# start of PROVIDED MATERIAL

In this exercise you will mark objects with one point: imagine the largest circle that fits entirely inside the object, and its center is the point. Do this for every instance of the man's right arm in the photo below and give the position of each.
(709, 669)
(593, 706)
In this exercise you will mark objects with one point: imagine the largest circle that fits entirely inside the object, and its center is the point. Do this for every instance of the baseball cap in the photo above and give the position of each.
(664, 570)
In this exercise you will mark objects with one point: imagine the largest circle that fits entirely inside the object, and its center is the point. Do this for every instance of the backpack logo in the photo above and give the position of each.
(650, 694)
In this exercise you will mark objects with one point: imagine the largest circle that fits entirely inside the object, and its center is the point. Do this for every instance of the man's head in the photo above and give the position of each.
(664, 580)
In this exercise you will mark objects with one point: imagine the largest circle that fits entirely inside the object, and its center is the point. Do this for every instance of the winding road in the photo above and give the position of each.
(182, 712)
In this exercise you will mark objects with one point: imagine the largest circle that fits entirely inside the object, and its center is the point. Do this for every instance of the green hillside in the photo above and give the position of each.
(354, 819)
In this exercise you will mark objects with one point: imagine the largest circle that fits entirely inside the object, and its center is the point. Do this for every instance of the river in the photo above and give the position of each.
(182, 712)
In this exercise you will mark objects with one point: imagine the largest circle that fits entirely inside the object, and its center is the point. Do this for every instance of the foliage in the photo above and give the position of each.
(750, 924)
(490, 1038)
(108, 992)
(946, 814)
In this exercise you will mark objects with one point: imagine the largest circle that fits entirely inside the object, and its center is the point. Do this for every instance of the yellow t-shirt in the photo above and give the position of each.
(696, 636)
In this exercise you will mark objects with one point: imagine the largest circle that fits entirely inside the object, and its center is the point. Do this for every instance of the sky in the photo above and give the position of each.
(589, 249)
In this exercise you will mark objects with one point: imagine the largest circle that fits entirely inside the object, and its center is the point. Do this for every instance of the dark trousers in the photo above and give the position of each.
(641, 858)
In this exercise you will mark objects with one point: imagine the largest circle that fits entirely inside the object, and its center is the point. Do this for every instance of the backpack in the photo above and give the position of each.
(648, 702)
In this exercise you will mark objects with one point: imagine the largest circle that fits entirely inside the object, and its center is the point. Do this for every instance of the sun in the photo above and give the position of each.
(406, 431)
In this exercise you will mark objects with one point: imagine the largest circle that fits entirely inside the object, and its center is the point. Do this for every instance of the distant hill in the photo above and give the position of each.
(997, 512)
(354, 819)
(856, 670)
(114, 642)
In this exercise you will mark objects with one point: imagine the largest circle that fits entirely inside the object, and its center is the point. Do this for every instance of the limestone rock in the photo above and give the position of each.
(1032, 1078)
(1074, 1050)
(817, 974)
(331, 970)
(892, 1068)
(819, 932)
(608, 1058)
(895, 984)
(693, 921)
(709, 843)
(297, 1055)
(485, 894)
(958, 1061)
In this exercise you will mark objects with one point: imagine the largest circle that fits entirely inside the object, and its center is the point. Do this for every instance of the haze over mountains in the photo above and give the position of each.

# end of PROVIDED MATERIAL

GIVEN REQUEST:
Return only the lines running from the line with "of the distant" to the last line of the records, both included, exactly as written.

TASK OUTPUT:
In this exercise you will mark objects with one point: imagine the largest circle that fits entirely inside the object, and its center is the point. Do this for every instance of the distant hill in the photo above and give the position of each.
(997, 512)
(354, 819)
(856, 670)
(114, 642)
In this exercise you will mark objects with one point: imagine the largest circle that fits entirely inside the object, and its center is the point. Do this for every instance of the limestone rock in the photo above and give the position of each.
(1032, 1078)
(1074, 1050)
(817, 974)
(331, 970)
(892, 1068)
(819, 932)
(608, 1058)
(895, 984)
(693, 921)
(709, 843)
(297, 1055)
(485, 894)
(958, 1061)
In this exercise you will mark objects with one point: imagine the largest circle that fits entirely inside the object, and its center is the point. Do this for every instance of the haze over mountains in the photo above and give the position of each.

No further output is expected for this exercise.